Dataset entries

++++++++++

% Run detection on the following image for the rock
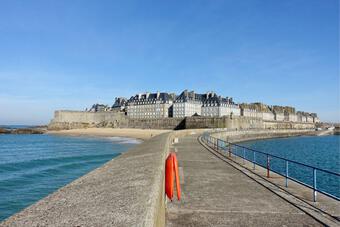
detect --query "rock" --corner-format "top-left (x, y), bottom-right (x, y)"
top-left (0, 128), bottom-right (11, 134)
top-left (11, 128), bottom-right (45, 134)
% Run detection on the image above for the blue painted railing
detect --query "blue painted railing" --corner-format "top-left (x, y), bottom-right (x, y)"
top-left (202, 134), bottom-right (340, 202)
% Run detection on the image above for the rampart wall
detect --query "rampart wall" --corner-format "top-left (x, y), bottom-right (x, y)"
top-left (48, 111), bottom-right (315, 130)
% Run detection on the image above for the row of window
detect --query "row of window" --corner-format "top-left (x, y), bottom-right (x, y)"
top-left (129, 100), bottom-right (171, 104)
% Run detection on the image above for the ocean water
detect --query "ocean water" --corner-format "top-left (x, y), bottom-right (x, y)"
top-left (0, 134), bottom-right (140, 221)
top-left (238, 135), bottom-right (340, 198)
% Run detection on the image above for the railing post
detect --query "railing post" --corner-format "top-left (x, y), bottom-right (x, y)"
top-left (216, 139), bottom-right (218, 150)
top-left (253, 151), bottom-right (256, 170)
top-left (215, 138), bottom-right (217, 150)
top-left (243, 148), bottom-right (245, 165)
top-left (313, 168), bottom-right (317, 202)
top-left (285, 160), bottom-right (289, 187)
top-left (266, 155), bottom-right (270, 178)
top-left (228, 144), bottom-right (231, 158)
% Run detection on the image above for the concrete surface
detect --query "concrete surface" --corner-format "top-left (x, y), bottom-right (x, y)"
top-left (1, 133), bottom-right (171, 227)
top-left (166, 135), bottom-right (323, 226)
top-left (200, 136), bottom-right (340, 226)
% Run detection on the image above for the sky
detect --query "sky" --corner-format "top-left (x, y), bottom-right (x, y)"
top-left (0, 0), bottom-right (339, 125)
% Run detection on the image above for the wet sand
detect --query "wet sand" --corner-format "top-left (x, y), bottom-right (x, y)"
top-left (47, 128), bottom-right (171, 140)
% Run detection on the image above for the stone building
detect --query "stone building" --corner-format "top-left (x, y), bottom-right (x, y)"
top-left (240, 103), bottom-right (275, 121)
top-left (283, 106), bottom-right (297, 122)
top-left (297, 111), bottom-right (307, 122)
top-left (240, 107), bottom-right (258, 118)
top-left (240, 104), bottom-right (262, 118)
top-left (306, 114), bottom-right (314, 123)
top-left (126, 92), bottom-right (175, 119)
top-left (109, 90), bottom-right (320, 122)
top-left (173, 90), bottom-right (204, 118)
top-left (112, 97), bottom-right (127, 112)
top-left (311, 113), bottom-right (320, 123)
top-left (201, 92), bottom-right (240, 117)
top-left (272, 106), bottom-right (285, 121)
top-left (89, 104), bottom-right (110, 112)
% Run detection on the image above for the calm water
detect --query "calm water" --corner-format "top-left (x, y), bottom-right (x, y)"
top-left (238, 135), bottom-right (340, 198)
top-left (0, 134), bottom-right (140, 221)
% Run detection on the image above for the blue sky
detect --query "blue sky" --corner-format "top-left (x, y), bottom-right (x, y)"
top-left (0, 0), bottom-right (339, 125)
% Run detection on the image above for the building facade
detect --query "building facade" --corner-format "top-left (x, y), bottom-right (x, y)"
top-left (126, 92), bottom-right (175, 119)
top-left (201, 92), bottom-right (240, 117)
top-left (173, 90), bottom-right (204, 118)
top-left (106, 90), bottom-right (320, 122)
top-left (241, 103), bottom-right (275, 121)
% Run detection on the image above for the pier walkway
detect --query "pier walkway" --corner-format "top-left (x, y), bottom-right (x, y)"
top-left (166, 135), bottom-right (322, 226)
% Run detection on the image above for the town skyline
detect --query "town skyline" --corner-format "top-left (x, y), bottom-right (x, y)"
top-left (86, 90), bottom-right (319, 123)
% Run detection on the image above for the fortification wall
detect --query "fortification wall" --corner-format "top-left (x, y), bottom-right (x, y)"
top-left (184, 116), bottom-right (263, 129)
top-left (48, 110), bottom-right (315, 131)
top-left (52, 110), bottom-right (126, 124)
top-left (124, 118), bottom-right (184, 130)
top-left (48, 111), bottom-right (128, 130)
top-left (263, 120), bottom-right (315, 129)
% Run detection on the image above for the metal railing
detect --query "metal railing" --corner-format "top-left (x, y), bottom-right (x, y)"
top-left (202, 134), bottom-right (340, 202)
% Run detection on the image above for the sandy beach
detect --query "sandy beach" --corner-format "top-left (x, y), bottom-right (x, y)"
top-left (47, 128), bottom-right (171, 140)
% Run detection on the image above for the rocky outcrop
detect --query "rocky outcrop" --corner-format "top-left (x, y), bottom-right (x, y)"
top-left (0, 128), bottom-right (46, 134)
top-left (47, 122), bottom-right (93, 130)
top-left (0, 128), bottom-right (11, 134)
top-left (11, 128), bottom-right (45, 134)
top-left (334, 126), bottom-right (340, 135)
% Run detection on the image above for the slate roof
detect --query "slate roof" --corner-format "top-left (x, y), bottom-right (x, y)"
top-left (127, 92), bottom-right (175, 104)
top-left (175, 90), bottom-right (205, 102)
top-left (112, 98), bottom-right (127, 108)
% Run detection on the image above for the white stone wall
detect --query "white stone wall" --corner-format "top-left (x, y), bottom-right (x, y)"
top-left (242, 109), bottom-right (265, 118)
top-left (306, 116), bottom-right (314, 123)
top-left (173, 102), bottom-right (202, 118)
top-left (220, 105), bottom-right (241, 117)
top-left (201, 105), bottom-right (240, 117)
top-left (287, 114), bottom-right (298, 122)
top-left (274, 113), bottom-right (285, 121)
top-left (127, 101), bottom-right (172, 119)
top-left (299, 115), bottom-right (307, 122)
top-left (262, 112), bottom-right (275, 121)
top-left (201, 106), bottom-right (220, 117)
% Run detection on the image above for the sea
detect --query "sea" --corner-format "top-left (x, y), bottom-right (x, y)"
top-left (239, 135), bottom-right (340, 199)
top-left (0, 127), bottom-right (141, 221)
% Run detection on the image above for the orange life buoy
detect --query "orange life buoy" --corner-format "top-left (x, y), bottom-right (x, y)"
top-left (165, 152), bottom-right (181, 201)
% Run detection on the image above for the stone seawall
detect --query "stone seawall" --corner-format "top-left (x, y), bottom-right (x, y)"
top-left (210, 129), bottom-right (317, 143)
top-left (48, 111), bottom-right (315, 130)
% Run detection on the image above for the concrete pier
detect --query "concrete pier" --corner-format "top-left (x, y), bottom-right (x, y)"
top-left (166, 135), bottom-right (333, 226)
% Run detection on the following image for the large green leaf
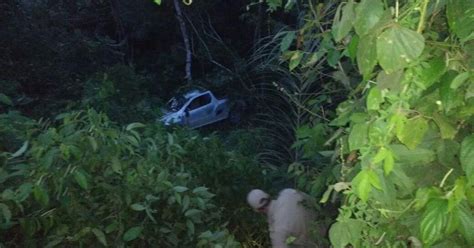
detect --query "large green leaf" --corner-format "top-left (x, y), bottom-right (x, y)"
top-left (74, 171), bottom-right (89, 190)
top-left (366, 87), bottom-right (383, 110)
top-left (417, 56), bottom-right (446, 89)
top-left (92, 228), bottom-right (107, 246)
top-left (390, 144), bottom-right (436, 166)
top-left (126, 122), bottom-right (145, 131)
top-left (456, 203), bottom-right (474, 245)
top-left (414, 187), bottom-right (441, 210)
top-left (447, 0), bottom-right (474, 41)
top-left (266, 0), bottom-right (282, 12)
top-left (440, 72), bottom-right (465, 113)
top-left (396, 117), bottom-right (428, 149)
top-left (376, 26), bottom-right (425, 73)
top-left (332, 1), bottom-right (355, 42)
top-left (0, 203), bottom-right (11, 224)
top-left (436, 140), bottom-right (460, 167)
top-left (357, 34), bottom-right (377, 78)
top-left (347, 35), bottom-right (359, 62)
top-left (110, 156), bottom-right (122, 175)
top-left (348, 123), bottom-right (368, 151)
top-left (289, 50), bottom-right (303, 71)
top-left (433, 113), bottom-right (458, 140)
top-left (352, 169), bottom-right (380, 202)
top-left (33, 185), bottom-right (49, 207)
top-left (280, 31), bottom-right (296, 52)
top-left (420, 199), bottom-right (448, 245)
top-left (329, 219), bottom-right (363, 248)
top-left (376, 70), bottom-right (404, 93)
top-left (354, 0), bottom-right (384, 36)
top-left (123, 226), bottom-right (143, 242)
top-left (460, 134), bottom-right (474, 183)
top-left (383, 149), bottom-right (394, 175)
top-left (450, 72), bottom-right (470, 90)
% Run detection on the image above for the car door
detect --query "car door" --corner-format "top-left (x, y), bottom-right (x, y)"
top-left (184, 93), bottom-right (213, 128)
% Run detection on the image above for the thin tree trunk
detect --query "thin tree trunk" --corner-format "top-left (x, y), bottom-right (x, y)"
top-left (253, 2), bottom-right (263, 53)
top-left (173, 0), bottom-right (192, 83)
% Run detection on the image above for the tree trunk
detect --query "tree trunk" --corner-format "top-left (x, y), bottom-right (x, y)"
top-left (173, 0), bottom-right (192, 83)
top-left (253, 2), bottom-right (263, 53)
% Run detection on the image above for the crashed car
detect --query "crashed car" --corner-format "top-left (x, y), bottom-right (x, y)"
top-left (159, 89), bottom-right (236, 129)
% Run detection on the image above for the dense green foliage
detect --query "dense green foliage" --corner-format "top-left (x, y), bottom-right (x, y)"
top-left (0, 108), bottom-right (269, 247)
top-left (269, 0), bottom-right (474, 247)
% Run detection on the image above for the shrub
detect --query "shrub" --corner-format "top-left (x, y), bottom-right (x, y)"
top-left (0, 109), bottom-right (242, 247)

++++++++++

How to complete this task: For the data above, give the number of lines in which the word "following" appears, and nothing more.

Worked solution: 2